----- Extracto -----
Una de las razones de la pobreza del debate político es la generalización y legitimación de semiverdades, mentiras, imprecisiones y falacias que han contaminado la discusión pública. No me refiero a las fake news, que son construcciones deliberadamente falsas, de suyo perversas y con repercusiones muy negativas en la deliberación democrática. Aludo a algo que puede ser aún peor: la falta de precisión y de rigor conceptual que han inundado a intelectuales y políticos, incluso a aquellos de reputada alcurnia republicana.
Un ejemplo paradigmático de ello ha sido la discusión constitucional. Se afirma que un rechazo al proyecto de la Convención Constitucional significaría el regreso a la Constitución de Pinochet de 1980, escrita “por cuatro generales”. Sin embargo, nuestra actual Carta, en lo medular, es radicalmente diferente a la original, pues tras las numerosas reformas que culminaron en el texto del 2005 —firmado por el presidente Lagos y aprobado por grandes mayorías en el Congreso Nacional—, quedaron eliminados todos aquellos factores que impedían un régimen democrático, como los senadores designados; igualmente, aseguró la subordinación de las Fuerzas Armadas al poder civil, se facultó la remoción de los comandantes en jefe y modificó el Consejo de Seguridad Nacional; se garantizó el pluralismo y la participación política; eliminó la proscripción de los comunistas; se restringieron los estados de excepción constitucionales y fortaleció el recurso de amparo; se perfeccionaron los procesos electorales y se eliminó la censura, entre otros. En suma, la Constitución vigente ha permitido décadas de gobiernos democráticamente elegidos (incluida la coalición actual, que tiene como parte integrante principal al Partido Comunista) y la alternancia de gobiernos de signos diferentes.
----- Datos dados -----
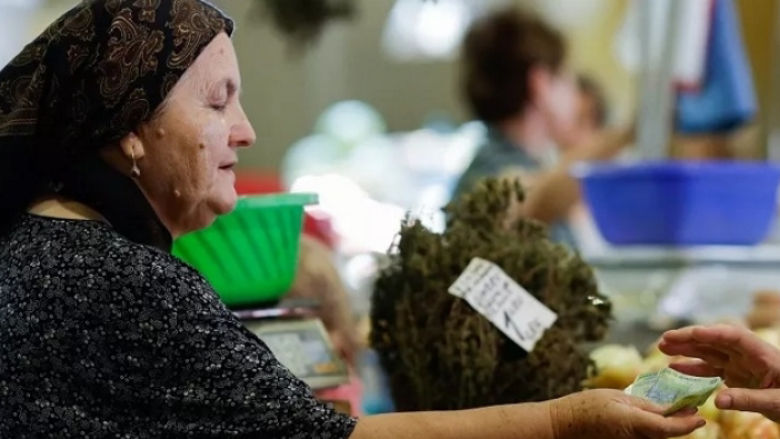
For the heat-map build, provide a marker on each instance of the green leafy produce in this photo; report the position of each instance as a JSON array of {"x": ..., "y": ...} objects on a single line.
[{"x": 441, "y": 354}]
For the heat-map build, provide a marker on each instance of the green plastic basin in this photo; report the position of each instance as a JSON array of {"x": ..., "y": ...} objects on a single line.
[{"x": 249, "y": 255}]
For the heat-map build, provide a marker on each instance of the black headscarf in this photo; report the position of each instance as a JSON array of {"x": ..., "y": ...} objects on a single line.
[{"x": 93, "y": 76}]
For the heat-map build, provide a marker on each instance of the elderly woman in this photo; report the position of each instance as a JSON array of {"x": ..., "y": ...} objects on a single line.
[{"x": 119, "y": 128}]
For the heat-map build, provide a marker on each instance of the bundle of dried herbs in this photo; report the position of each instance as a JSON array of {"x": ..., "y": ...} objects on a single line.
[{"x": 438, "y": 352}]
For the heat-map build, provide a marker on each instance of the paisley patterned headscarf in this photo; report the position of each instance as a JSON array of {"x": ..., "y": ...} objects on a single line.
[{"x": 92, "y": 77}]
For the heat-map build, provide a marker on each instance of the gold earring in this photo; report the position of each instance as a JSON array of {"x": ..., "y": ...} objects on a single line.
[{"x": 134, "y": 171}]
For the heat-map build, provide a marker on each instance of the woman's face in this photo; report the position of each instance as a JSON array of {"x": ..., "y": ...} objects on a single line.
[{"x": 190, "y": 149}]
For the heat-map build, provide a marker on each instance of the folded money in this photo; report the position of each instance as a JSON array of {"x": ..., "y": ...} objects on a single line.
[{"x": 673, "y": 389}]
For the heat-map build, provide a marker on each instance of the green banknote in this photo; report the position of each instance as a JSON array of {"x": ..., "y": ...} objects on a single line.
[{"x": 673, "y": 389}]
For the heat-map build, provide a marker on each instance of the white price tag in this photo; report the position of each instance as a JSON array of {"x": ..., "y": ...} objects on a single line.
[{"x": 506, "y": 304}]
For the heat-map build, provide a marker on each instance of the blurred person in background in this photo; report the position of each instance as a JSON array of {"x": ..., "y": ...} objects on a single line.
[
  {"x": 516, "y": 81},
  {"x": 318, "y": 278}
]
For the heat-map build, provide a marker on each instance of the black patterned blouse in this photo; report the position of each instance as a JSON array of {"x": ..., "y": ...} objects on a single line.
[{"x": 104, "y": 337}]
-----
Qué hacer » Transcribe del extracto sobre el debate constitucional el pasaje que empieza en las palabras "Una de las razones" y termina después de "reputada alcurnia republicana.".

Solución »
Una de las razones de la pobreza del debate político es la generalización y legitimación de semiverdades, mentiras, imprecisiones y falacias que han contaminado la discusión pública. No me refiero a las fake news, que son construcciones deliberadamente falsas, de suyo perversas y con repercusiones muy negativas en la deliberación democrática. Aludo a algo que puede ser aún peor: la falta de precisión y de rigor conceptual que han inundado a intelectuales y políticos, incluso a aquellos de reputada alcurnia republicana.